** RECORDS FOR THIS TASK **
** start **
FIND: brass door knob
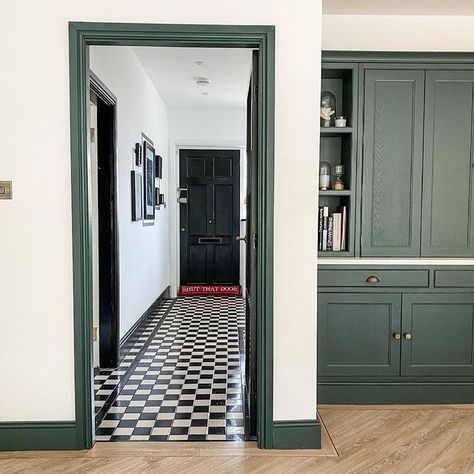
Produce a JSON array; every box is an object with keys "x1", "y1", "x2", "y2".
** end **
** start **
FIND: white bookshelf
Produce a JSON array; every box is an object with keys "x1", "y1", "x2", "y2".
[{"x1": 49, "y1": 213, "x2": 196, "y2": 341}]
** end **
** start **
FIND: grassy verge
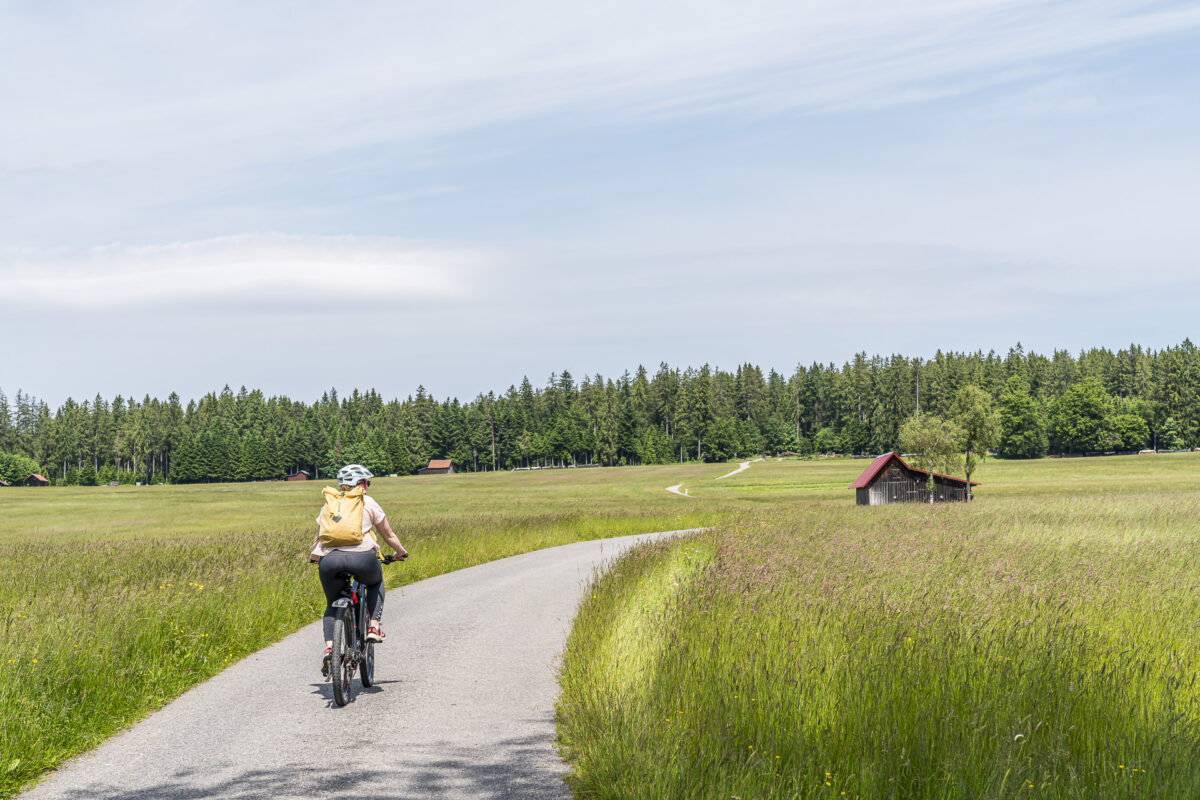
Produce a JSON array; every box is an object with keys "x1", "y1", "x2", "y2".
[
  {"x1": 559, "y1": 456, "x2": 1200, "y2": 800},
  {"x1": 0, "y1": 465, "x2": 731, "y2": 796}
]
** end **
** PROBLEM TO WORK ON **
Filter the listing above, keeping only the lines that contain the string "FIND", and copy each of those lines unchanged.

** TASK ANSWER **
FIND: brass door knob
FIND: white bookshelf
FIND: grassy verge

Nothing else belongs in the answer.